## Data to examine
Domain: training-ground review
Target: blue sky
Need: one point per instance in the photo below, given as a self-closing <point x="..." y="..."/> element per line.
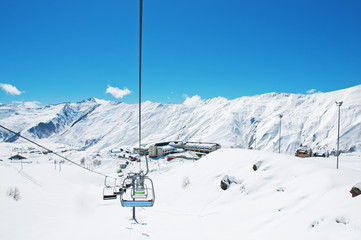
<point x="67" y="51"/>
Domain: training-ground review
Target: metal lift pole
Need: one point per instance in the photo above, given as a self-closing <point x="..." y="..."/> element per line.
<point x="140" y="82"/>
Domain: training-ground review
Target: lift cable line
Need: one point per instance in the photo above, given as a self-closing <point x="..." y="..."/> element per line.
<point x="137" y="189"/>
<point x="50" y="151"/>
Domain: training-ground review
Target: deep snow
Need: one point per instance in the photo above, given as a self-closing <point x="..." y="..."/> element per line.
<point x="247" y="121"/>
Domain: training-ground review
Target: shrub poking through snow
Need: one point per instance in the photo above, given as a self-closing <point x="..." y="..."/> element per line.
<point x="257" y="165"/>
<point x="14" y="193"/>
<point x="227" y="181"/>
<point x="356" y="190"/>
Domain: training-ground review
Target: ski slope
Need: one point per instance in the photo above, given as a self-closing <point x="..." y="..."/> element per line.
<point x="286" y="198"/>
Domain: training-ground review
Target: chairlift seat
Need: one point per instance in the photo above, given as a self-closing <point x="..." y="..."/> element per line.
<point x="109" y="197"/>
<point x="138" y="203"/>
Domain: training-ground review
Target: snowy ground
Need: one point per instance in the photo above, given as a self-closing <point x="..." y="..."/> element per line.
<point x="286" y="198"/>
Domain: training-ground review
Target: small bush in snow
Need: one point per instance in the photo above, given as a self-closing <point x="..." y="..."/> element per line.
<point x="14" y="193"/>
<point x="97" y="162"/>
<point x="186" y="182"/>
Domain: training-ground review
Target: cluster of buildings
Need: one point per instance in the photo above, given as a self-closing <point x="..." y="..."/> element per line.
<point x="195" y="149"/>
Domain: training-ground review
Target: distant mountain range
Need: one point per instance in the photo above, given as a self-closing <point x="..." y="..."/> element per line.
<point x="310" y="120"/>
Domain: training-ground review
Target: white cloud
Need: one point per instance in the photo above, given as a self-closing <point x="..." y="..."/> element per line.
<point x="312" y="91"/>
<point x="116" y="92"/>
<point x="10" y="89"/>
<point x="192" y="101"/>
<point x="34" y="104"/>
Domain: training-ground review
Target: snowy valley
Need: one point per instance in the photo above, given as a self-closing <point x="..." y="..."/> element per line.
<point x="284" y="197"/>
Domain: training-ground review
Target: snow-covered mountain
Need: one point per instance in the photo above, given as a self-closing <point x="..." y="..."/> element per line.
<point x="243" y="122"/>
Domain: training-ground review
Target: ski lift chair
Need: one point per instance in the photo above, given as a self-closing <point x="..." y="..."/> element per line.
<point x="109" y="192"/>
<point x="140" y="194"/>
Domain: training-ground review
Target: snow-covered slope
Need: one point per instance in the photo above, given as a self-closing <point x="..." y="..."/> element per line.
<point x="247" y="121"/>
<point x="286" y="198"/>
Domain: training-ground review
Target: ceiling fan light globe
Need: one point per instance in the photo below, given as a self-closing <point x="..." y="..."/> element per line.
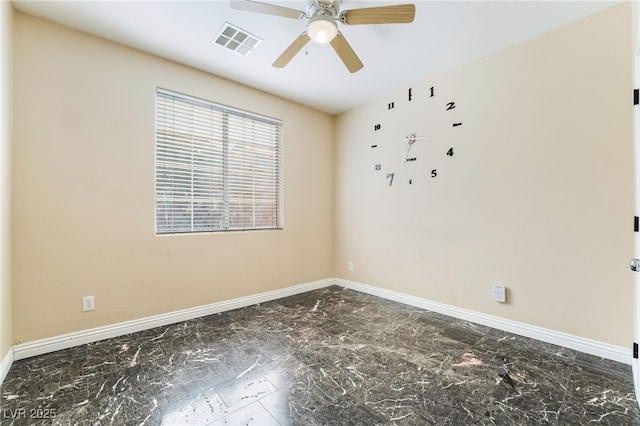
<point x="322" y="29"/>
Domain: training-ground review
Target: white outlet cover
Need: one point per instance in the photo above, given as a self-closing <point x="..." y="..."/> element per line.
<point x="499" y="293"/>
<point x="88" y="303"/>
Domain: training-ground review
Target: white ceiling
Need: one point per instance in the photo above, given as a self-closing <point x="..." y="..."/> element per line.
<point x="445" y="34"/>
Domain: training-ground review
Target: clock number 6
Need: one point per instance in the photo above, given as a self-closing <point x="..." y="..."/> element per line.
<point x="390" y="177"/>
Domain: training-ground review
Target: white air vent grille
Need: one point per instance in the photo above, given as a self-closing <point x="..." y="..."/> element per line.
<point x="236" y="39"/>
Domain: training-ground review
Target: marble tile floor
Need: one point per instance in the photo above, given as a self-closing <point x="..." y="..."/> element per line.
<point x="327" y="357"/>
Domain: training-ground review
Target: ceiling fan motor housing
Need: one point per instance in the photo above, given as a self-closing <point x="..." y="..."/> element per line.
<point x="328" y="8"/>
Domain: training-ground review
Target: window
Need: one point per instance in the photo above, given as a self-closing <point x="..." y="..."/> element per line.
<point x="217" y="168"/>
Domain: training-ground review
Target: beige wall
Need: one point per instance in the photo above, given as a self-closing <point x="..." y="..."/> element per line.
<point x="84" y="190"/>
<point x="538" y="196"/>
<point x="6" y="68"/>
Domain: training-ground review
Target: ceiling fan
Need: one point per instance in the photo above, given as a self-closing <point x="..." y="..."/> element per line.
<point x="323" y="28"/>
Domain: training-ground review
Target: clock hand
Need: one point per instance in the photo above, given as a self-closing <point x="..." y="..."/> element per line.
<point x="410" y="139"/>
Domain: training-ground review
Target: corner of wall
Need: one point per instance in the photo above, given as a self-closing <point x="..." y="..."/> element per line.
<point x="6" y="137"/>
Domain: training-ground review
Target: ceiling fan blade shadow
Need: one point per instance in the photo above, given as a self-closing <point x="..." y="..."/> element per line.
<point x="291" y="51"/>
<point x="394" y="14"/>
<point x="346" y="53"/>
<point x="269" y="9"/>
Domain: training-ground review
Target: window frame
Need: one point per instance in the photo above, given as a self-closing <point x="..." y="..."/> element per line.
<point x="264" y="153"/>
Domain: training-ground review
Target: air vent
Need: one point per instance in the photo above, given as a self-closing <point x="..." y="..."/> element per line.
<point x="236" y="39"/>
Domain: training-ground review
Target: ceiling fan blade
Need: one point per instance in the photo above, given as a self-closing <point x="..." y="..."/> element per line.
<point x="395" y="14"/>
<point x="269" y="9"/>
<point x="291" y="51"/>
<point x="346" y="53"/>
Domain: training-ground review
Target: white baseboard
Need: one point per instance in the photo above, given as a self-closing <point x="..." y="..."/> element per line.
<point x="39" y="347"/>
<point x="5" y="365"/>
<point x="593" y="347"/>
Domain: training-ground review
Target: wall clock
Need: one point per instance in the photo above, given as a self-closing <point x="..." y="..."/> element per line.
<point x="415" y="137"/>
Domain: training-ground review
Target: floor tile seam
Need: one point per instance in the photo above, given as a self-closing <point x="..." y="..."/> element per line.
<point x="267" y="409"/>
<point x="567" y="388"/>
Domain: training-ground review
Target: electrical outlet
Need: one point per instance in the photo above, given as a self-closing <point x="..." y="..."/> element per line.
<point x="499" y="293"/>
<point x="88" y="303"/>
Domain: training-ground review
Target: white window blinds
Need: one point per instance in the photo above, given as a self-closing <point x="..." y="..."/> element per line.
<point x="217" y="168"/>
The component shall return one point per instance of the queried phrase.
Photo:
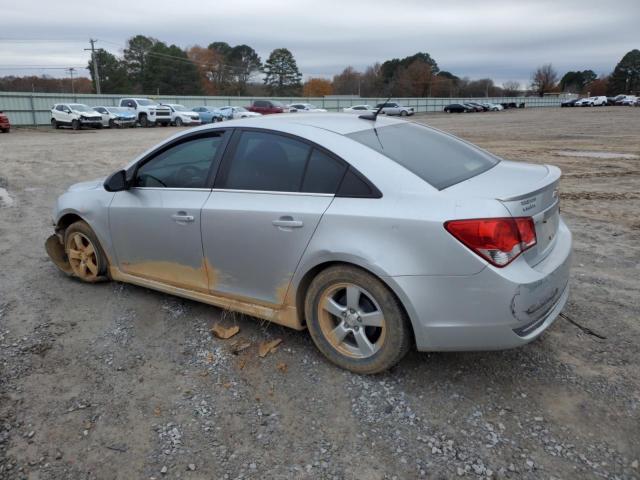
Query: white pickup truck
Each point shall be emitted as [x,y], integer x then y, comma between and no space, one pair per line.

## What is being asked
Using the records above, print exactly the lines between the ones containing "Target: snow-covered slope" and "Target: white outlet cover", inclusive, and nothing else; no pictures.

## Answer box
Target: snow-covered slope
Need: one point per instance in the photo above, given as a self-closing <point x="..." y="..."/> element per line.
<point x="247" y="121"/>
<point x="286" y="198"/>
Domain: training-ground review
Target: ceiling fan light globe
Need: one point per instance in the photo below, given as a self-closing <point x="..." y="..."/> element per line.
<point x="322" y="29"/>
Domain: training-ground review
Target: white outlet cover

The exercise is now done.